Content starts

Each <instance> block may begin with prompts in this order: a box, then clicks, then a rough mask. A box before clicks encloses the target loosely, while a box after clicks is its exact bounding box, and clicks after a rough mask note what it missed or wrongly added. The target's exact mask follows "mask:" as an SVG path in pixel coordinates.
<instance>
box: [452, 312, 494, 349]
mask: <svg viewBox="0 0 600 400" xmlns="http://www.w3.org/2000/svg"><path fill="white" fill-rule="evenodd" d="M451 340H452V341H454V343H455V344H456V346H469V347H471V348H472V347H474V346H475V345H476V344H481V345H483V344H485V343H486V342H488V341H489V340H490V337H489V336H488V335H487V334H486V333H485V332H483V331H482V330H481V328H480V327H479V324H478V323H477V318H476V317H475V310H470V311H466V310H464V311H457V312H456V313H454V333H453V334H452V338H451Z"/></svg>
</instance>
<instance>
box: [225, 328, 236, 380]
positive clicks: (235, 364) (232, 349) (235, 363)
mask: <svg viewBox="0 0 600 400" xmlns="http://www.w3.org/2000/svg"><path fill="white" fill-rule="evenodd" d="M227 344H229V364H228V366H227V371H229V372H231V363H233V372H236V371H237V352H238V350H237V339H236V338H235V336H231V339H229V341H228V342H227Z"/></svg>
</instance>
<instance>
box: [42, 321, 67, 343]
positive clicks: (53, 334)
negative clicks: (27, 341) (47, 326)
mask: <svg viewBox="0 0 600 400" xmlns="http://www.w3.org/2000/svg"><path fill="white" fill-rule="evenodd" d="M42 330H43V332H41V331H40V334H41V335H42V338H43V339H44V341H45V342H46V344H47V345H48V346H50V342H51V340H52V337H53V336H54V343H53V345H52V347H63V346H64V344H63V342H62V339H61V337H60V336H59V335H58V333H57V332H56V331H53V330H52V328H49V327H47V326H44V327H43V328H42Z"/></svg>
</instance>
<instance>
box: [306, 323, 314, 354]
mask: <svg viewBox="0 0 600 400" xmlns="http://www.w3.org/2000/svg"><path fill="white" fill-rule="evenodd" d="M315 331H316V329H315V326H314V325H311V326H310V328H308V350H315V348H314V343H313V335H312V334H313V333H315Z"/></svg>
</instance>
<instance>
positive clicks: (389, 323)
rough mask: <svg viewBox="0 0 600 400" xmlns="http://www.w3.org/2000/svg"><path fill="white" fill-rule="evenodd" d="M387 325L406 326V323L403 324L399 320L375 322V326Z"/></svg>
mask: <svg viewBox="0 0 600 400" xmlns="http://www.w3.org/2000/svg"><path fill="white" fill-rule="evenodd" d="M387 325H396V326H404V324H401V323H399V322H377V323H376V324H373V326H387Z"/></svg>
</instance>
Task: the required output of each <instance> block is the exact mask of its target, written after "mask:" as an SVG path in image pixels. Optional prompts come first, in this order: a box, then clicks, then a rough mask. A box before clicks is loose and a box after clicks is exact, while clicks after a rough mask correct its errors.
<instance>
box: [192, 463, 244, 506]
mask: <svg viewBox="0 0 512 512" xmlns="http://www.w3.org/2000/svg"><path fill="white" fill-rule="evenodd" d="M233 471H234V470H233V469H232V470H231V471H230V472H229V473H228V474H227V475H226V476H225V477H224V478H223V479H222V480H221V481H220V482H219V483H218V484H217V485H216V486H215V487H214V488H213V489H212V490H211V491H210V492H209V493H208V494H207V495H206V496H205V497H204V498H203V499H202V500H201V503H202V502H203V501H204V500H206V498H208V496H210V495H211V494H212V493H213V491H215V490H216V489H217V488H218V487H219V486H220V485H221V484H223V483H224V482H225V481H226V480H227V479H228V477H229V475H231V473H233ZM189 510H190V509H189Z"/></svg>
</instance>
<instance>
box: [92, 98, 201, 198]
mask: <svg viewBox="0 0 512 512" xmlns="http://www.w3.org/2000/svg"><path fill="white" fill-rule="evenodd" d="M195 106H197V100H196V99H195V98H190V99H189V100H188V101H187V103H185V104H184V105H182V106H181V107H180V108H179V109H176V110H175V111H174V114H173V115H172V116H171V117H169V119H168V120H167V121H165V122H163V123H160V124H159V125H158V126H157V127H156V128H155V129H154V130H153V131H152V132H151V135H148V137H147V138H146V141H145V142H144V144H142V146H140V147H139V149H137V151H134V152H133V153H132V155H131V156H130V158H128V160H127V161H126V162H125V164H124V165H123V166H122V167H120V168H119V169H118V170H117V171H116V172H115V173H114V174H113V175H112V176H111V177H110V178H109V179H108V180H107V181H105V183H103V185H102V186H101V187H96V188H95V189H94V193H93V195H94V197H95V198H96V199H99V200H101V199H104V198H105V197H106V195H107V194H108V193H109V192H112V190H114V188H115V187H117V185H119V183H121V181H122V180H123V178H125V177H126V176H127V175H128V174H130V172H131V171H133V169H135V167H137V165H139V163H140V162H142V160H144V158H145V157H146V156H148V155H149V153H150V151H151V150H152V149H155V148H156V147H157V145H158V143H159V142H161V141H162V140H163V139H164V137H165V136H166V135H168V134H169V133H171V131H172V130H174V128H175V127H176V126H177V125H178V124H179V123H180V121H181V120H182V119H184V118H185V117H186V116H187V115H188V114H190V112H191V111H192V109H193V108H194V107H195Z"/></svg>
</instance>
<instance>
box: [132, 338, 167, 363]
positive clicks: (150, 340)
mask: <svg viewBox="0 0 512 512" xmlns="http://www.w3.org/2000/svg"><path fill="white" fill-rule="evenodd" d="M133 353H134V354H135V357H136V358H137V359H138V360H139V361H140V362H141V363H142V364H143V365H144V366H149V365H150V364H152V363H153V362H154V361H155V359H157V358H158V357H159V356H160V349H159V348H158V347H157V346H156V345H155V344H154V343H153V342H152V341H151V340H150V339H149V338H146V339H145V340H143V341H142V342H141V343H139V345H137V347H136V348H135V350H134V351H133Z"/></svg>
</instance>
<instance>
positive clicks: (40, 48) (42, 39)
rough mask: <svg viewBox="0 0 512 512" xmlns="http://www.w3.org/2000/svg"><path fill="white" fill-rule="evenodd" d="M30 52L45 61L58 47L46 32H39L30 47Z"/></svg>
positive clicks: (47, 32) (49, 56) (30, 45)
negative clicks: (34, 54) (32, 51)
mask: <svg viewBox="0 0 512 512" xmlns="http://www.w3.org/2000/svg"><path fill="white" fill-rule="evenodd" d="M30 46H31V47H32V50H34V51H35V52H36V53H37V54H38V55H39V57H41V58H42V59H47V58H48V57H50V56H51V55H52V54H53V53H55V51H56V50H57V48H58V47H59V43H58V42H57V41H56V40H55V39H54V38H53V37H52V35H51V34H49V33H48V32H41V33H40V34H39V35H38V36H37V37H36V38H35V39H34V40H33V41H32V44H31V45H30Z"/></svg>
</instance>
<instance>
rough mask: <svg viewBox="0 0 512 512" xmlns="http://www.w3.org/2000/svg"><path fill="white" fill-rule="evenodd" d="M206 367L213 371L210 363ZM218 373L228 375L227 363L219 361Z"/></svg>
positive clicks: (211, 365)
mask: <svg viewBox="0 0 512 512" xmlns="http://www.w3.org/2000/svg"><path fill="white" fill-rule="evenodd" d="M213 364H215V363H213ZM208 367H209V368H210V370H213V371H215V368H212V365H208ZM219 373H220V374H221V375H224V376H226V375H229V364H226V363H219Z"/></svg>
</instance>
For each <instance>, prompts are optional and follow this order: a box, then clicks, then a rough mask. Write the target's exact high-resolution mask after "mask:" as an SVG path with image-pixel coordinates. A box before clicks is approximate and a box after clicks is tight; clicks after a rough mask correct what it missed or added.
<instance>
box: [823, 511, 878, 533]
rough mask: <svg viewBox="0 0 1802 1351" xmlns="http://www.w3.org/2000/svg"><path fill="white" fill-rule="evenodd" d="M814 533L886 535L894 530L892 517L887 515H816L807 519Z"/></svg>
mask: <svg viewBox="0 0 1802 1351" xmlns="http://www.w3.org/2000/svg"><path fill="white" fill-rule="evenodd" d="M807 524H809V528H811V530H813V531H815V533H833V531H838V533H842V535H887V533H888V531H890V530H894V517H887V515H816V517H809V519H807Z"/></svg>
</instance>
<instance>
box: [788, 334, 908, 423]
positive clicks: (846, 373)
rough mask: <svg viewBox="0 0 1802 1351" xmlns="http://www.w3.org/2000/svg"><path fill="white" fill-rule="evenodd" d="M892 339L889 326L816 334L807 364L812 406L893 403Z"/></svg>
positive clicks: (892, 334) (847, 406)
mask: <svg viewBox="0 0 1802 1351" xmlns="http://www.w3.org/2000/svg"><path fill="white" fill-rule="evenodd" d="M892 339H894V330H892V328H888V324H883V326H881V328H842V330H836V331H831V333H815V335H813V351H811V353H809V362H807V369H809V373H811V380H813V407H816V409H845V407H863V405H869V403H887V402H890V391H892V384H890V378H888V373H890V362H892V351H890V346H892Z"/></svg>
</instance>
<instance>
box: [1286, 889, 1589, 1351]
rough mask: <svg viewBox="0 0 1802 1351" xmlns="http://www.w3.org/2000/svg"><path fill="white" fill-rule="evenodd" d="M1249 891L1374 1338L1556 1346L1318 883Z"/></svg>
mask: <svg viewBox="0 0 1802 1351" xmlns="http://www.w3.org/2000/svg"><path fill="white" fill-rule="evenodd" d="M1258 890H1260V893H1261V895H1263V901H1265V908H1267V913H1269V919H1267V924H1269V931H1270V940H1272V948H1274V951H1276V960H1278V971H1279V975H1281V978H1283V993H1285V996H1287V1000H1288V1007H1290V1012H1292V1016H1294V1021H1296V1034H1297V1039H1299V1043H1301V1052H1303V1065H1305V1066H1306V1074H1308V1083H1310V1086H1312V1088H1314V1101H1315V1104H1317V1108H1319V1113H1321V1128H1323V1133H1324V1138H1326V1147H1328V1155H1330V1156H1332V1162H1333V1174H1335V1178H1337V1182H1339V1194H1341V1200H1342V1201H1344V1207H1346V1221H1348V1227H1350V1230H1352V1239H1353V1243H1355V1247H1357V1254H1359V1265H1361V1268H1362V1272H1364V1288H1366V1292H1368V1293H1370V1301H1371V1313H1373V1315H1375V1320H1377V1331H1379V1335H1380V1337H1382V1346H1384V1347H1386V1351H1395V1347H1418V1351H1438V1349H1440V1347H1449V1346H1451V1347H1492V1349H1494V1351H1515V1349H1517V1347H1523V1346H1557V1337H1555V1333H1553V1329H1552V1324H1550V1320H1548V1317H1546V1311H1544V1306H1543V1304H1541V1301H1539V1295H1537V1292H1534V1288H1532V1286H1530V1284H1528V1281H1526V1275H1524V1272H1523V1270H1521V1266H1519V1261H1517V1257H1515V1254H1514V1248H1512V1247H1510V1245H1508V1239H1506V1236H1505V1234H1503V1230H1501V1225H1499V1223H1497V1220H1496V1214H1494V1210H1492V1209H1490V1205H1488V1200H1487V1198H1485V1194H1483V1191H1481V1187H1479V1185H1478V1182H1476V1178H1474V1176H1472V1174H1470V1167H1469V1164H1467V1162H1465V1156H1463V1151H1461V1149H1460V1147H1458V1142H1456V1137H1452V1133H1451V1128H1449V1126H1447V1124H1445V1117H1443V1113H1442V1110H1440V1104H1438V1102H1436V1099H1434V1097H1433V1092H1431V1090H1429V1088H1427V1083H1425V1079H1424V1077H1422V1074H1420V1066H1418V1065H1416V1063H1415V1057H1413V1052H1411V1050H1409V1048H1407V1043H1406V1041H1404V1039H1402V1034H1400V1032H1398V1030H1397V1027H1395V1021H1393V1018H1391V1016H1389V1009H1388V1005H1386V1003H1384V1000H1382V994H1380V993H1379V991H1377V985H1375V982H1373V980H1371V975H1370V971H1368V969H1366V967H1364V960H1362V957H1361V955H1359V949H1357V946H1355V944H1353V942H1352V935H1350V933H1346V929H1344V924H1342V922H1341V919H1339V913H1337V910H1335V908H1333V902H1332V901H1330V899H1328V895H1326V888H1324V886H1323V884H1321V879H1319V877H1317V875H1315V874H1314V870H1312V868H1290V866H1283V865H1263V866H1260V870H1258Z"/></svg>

Content ends

=== WHAT THIS TASK INVOLVES ===
Show each line of the entries above that contains the word "coordinates". Case counts.

=== EXERCISE ANSWER ===
Each <instance> block may begin with prompts in this order: a box, then clicks, then a rough mask. A box before clicks encloses the target loosely, while a box after clicks is its exact bounding box, and clicks after a rough mask note what it missed or wrongly added. The target's exact mask follows "mask:" as an SVG path in pixel coordinates.
For each <instance>, prompts are optional and follow this order: a box, then clicks, then a rough mask. Write the target's exact high-resolution mask after "mask:" as an SVG path with image-pixel coordinates. A box before clicks is approximate and a box after clicks is tight; clicks after a rough mask correct what it missed or added.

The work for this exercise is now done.